§ Excerpt provided
In Arlington Texas there’s local hero Jessica Sheedy Black. Since May 2019 Jessica has been keeping count of the shootings at Airbnb rentals. Jessica has just tweeted that San Diago police are reporting another shooting at an Airbnb party-turned-violent – bringing to 75 the number of reported Airbnb shootings in North America in 12 months. In this latest incident, Police officers are said to have detained 10 people, with two others taken to hospital with blunt force trauma. In order to keep her list credible, Jessica has “only been including incidents with media reports confirming the shootings”. Meanwhile Jessica has noted an additional nine Airbnb shootings that are unconfirmed by the mainstream media.

The NSW Department of Fair Trading and Minister Kevin Anderson are offering changes to residential tenancy laws plus a ‘Code of Conduct’ as a trade-off against illegal short-term rentals. What the Department and the Minister haven’t disclosed to platform users is that all commercial ‘hosts’ will be by-passing still more legislation - the NSW Residential Tenancy Act. And by doing so and popping clients into residential dwellings, perhaps what Airbnb, Stayz and ASTRA’s clients should know is that they’ve been given the keys of a home, along with exclusive possession. Correct us if we’re wrong, but doesn’t this equate to a common law lease and the only way a ‘host’ can evict those refusing to leave – who are in possession of the landlord or tenant’s property - is to take said member of Airbnb’s ‘trusted community’ all the way to the NSW Supreme Court, which could take months and cost…? Pay for a night, and say for a month!

§ Data provided
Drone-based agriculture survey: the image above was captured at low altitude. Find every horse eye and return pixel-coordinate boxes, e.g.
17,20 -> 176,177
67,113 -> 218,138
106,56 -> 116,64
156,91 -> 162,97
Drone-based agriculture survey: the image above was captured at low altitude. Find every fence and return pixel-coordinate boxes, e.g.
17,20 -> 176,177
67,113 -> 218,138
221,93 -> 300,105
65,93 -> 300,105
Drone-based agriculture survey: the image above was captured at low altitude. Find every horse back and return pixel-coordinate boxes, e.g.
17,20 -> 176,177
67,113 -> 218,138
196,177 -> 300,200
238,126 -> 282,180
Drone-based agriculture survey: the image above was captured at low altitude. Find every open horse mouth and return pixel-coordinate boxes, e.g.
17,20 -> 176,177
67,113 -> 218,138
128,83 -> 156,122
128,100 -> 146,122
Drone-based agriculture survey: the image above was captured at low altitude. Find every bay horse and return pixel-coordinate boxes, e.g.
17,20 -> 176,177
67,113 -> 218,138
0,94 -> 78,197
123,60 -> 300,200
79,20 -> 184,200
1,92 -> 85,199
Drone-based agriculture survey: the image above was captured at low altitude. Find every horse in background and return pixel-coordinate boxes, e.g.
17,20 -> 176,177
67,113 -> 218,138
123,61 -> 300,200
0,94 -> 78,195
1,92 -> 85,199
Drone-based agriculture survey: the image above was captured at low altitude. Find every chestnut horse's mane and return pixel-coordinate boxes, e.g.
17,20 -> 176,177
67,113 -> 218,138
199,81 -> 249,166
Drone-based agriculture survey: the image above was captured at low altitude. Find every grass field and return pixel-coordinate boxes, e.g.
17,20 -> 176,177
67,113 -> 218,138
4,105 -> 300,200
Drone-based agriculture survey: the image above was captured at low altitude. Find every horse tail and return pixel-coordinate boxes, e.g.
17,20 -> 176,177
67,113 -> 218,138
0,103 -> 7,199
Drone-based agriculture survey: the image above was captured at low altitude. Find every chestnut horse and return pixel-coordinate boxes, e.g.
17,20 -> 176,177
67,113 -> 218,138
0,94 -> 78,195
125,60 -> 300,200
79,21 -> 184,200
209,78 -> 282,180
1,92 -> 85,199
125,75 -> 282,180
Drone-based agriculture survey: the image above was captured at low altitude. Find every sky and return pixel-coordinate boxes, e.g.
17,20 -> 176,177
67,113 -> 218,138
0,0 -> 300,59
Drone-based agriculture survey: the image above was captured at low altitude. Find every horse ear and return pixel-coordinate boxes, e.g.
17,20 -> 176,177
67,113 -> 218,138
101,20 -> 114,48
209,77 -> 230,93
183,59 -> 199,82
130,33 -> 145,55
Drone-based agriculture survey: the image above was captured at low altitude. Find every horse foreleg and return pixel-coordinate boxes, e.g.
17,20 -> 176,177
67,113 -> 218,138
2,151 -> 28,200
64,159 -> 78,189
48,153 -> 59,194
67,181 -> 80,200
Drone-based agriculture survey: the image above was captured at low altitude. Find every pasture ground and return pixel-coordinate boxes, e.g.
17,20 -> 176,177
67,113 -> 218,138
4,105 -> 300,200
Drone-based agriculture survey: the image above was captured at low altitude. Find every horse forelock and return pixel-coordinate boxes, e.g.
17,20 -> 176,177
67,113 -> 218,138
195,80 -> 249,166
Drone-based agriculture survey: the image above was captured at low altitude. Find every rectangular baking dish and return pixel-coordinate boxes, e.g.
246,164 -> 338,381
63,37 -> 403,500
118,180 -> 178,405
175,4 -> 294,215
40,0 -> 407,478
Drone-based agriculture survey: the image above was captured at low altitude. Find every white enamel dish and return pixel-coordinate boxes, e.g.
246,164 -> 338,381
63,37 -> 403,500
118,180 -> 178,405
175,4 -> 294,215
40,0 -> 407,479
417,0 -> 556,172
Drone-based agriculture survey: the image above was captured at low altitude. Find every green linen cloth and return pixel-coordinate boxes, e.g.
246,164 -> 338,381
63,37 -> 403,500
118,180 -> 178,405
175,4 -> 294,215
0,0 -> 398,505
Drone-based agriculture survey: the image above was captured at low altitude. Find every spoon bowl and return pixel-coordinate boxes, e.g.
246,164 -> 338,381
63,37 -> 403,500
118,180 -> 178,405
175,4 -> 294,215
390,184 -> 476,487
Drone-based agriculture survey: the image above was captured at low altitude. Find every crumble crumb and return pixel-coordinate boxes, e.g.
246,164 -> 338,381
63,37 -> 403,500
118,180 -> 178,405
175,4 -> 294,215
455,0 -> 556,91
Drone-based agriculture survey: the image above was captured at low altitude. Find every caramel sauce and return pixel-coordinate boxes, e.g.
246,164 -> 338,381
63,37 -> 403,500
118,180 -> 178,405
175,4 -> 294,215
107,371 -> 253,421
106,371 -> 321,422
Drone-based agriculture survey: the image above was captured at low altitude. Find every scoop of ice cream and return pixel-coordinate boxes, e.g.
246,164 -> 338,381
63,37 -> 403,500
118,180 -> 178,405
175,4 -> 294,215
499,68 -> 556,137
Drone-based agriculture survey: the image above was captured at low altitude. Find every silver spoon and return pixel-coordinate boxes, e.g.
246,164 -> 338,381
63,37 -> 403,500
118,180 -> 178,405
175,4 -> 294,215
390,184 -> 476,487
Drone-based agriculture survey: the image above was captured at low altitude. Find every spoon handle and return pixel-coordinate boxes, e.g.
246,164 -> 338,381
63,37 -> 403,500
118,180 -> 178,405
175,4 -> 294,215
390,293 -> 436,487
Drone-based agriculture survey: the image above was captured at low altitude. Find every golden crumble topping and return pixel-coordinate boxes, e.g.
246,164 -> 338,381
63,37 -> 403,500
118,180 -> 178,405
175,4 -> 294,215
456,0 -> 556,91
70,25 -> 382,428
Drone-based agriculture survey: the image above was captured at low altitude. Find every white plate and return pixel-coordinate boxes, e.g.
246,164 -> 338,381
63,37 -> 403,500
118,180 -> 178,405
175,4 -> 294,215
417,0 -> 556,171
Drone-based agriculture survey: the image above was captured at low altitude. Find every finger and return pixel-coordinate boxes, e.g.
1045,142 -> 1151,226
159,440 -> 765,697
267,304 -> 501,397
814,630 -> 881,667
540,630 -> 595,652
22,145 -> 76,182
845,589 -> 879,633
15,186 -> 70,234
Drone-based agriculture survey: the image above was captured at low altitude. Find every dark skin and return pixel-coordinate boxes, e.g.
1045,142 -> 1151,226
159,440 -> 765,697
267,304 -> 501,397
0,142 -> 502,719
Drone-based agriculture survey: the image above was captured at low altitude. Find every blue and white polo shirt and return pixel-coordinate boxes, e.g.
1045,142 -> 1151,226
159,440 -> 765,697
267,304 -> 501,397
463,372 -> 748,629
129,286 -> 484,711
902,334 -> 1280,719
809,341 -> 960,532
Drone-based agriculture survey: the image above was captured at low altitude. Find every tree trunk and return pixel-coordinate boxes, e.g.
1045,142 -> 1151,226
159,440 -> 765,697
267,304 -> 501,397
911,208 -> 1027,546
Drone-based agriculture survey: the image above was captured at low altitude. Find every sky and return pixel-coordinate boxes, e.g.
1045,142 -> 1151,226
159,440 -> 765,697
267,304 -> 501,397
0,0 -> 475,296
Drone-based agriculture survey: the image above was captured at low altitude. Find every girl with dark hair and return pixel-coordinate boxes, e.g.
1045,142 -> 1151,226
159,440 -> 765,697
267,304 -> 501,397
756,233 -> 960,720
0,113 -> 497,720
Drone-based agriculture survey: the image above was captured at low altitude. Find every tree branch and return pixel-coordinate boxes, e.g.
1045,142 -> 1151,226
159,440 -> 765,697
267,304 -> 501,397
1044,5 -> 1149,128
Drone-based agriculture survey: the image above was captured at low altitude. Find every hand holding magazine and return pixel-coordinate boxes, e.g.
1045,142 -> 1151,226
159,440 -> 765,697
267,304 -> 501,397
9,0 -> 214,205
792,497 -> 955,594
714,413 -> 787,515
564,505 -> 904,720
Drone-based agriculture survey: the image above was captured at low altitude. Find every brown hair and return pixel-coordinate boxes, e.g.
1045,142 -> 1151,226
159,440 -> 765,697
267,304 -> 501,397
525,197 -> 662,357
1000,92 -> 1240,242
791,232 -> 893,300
...
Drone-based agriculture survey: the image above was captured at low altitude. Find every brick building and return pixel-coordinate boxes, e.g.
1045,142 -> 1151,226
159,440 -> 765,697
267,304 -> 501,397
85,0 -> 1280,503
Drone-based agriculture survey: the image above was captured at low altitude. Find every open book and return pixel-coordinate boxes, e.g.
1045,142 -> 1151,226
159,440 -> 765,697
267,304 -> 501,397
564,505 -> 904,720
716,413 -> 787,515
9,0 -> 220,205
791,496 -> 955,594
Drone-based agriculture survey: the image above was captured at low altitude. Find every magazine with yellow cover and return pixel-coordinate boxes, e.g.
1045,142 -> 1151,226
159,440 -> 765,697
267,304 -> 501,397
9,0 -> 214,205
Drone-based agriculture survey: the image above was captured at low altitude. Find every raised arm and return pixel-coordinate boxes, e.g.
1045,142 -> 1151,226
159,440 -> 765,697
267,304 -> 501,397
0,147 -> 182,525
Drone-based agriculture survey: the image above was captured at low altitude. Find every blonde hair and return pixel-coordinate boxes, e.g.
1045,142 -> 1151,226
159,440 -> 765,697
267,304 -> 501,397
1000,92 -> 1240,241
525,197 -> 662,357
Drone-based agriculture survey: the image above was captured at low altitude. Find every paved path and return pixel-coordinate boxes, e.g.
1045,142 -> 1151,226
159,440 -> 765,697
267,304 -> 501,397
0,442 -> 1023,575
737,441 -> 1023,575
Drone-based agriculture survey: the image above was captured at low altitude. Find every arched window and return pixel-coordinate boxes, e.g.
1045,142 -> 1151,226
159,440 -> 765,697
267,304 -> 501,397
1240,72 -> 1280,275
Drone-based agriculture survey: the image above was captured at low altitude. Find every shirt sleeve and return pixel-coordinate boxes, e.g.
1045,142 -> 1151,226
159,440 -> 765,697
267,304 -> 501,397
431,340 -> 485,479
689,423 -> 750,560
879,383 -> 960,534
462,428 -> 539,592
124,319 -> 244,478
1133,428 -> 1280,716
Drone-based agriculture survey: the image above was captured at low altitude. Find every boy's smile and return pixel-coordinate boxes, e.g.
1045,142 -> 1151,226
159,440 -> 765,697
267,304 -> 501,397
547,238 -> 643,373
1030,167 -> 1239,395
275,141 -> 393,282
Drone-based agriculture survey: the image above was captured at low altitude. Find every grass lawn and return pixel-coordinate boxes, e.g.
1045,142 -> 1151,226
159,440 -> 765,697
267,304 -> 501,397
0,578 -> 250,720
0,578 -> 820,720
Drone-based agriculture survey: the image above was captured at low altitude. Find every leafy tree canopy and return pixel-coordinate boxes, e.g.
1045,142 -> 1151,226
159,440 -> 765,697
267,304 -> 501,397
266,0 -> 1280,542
==
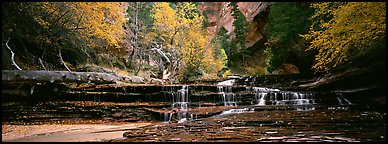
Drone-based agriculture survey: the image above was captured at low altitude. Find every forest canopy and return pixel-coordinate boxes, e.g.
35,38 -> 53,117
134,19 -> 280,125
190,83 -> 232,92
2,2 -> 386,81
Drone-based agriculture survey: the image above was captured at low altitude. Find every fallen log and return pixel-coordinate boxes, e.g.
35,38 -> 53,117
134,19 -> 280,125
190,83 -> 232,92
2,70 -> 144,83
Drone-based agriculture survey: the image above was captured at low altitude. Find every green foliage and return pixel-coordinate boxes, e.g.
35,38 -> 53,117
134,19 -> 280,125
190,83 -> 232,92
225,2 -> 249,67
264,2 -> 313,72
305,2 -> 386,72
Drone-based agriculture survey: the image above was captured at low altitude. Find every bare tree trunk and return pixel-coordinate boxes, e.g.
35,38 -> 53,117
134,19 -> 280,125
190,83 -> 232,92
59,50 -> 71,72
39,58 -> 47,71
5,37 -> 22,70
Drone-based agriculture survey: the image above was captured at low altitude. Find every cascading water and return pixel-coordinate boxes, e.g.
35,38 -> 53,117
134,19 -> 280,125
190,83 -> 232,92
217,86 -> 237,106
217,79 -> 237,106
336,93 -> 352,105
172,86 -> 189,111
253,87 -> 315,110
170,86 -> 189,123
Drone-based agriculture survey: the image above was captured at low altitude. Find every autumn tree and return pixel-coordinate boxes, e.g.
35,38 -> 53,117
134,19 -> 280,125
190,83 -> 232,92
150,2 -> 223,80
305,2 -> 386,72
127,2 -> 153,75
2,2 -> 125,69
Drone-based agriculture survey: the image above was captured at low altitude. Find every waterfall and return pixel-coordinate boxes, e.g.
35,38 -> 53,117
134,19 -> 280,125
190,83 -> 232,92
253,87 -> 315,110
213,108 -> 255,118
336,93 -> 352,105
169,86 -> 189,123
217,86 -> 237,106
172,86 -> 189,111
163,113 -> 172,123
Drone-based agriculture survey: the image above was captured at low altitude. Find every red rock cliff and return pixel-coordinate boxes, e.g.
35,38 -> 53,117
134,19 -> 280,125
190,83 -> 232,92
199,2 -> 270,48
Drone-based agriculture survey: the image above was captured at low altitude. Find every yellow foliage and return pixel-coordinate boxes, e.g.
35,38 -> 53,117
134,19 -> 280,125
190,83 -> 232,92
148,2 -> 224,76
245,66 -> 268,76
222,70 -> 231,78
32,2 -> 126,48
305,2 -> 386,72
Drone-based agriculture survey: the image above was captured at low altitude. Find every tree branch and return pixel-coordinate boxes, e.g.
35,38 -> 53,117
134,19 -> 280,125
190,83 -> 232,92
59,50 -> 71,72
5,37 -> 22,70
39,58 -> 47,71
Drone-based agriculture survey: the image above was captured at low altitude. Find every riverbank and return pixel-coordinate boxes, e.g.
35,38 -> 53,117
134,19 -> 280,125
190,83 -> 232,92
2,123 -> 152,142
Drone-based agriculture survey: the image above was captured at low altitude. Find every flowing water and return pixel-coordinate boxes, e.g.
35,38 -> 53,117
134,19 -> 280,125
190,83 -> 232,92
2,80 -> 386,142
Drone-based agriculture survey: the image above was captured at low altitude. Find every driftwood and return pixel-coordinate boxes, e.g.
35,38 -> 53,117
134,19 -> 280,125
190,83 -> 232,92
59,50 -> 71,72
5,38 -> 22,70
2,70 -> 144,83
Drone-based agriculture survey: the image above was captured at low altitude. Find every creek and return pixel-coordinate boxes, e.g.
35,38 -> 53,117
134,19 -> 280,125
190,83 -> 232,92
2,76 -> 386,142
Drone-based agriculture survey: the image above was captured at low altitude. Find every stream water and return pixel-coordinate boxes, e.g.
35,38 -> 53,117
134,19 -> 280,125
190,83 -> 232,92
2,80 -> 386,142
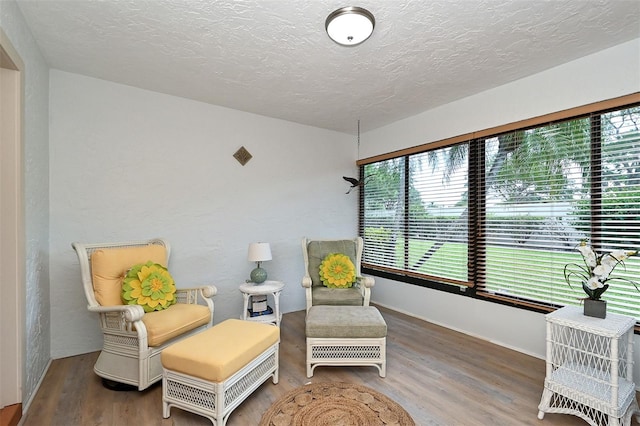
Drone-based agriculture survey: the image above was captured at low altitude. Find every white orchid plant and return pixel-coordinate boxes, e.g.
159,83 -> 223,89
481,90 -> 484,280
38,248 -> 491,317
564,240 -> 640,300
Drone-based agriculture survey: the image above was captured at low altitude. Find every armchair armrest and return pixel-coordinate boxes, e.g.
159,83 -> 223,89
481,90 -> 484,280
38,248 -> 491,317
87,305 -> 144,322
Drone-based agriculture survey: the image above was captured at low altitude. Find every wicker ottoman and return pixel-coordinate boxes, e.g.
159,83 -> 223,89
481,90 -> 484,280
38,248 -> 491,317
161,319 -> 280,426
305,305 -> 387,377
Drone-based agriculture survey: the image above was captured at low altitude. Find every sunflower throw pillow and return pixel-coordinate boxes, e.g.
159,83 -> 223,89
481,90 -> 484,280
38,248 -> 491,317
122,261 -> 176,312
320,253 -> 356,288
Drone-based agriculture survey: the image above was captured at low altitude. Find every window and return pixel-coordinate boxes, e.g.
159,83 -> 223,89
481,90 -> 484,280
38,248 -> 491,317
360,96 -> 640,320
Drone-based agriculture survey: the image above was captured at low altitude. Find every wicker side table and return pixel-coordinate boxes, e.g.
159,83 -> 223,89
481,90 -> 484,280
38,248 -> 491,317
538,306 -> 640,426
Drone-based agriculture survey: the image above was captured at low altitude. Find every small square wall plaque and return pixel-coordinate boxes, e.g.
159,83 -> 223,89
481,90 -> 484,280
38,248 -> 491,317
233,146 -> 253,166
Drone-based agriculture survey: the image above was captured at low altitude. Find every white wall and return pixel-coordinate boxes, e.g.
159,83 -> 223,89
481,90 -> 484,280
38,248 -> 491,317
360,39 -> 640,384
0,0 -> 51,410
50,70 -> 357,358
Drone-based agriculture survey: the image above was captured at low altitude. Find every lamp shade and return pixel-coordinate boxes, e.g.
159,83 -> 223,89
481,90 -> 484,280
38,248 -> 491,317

§ Tasks and exercises
• 1. Copy the part of the Airbnb piece starting at "In Arlington Texas" and ending at "the mainstream media.", word for word.
• 2. Go on with the Airbnb piece from the point where it stops.

§ Outputs by task
• 1.
In Arlington Texas there’s local hero Jessica Sheedy Black. Since May 2019 Jessica has been keeping count of the shootings at Airbnb rentals. Jessica has just tweeted that San Diago police are reporting another shooting at an Airbnb party-turned-violent – bringing to 75 the number of reported Airbnb shootings in North America in 12 months. In this latest incident, Police officers are said to have detained 10 people, with two others taken to hospital with blunt force trauma. In order to keep her list credible, Jessica has “only been including incidents with media reports confirming the shootings”. Meanwhile Jessica has noted an additional nine Airbnb shootings that are unconfirmed by the mainstream media.

• 2.
Another observation pertaining to Minister Anderson and Fair Trading’s quick fix – the Code of Conduct – is perhaps a failure to advise that the NSW Civil and Administrative Tribunal (NCAT) – can only make orders against a person who is a resident of NSW. So, for interstate landlords and clients, it appears they have yet another ‘get-out-of-jail’ card thanks to the shredding of current NSW legislation. And seriously, can the Minister Anderson and Fair Trading explain away the NSW Land and Environment Court’s judgment that such a ‘Code’ “will not provide an effective means of addressing potential (and real) amenity impacts”, plus NSW Supreme Court case law whereby any short-term rental owner or occupier, quoting legal precedence, can make a common law claim of nuisance against anyone seeking to have enforced the State Government’s ‘Code of Conduct’?

How about we stay with our current ‘world’s best’ legislation and see NSW Local Council’s mandated to enforce residential zoning? It’s so very straightforward and law-abiding individuals are much happier when residential housing is used to house residents.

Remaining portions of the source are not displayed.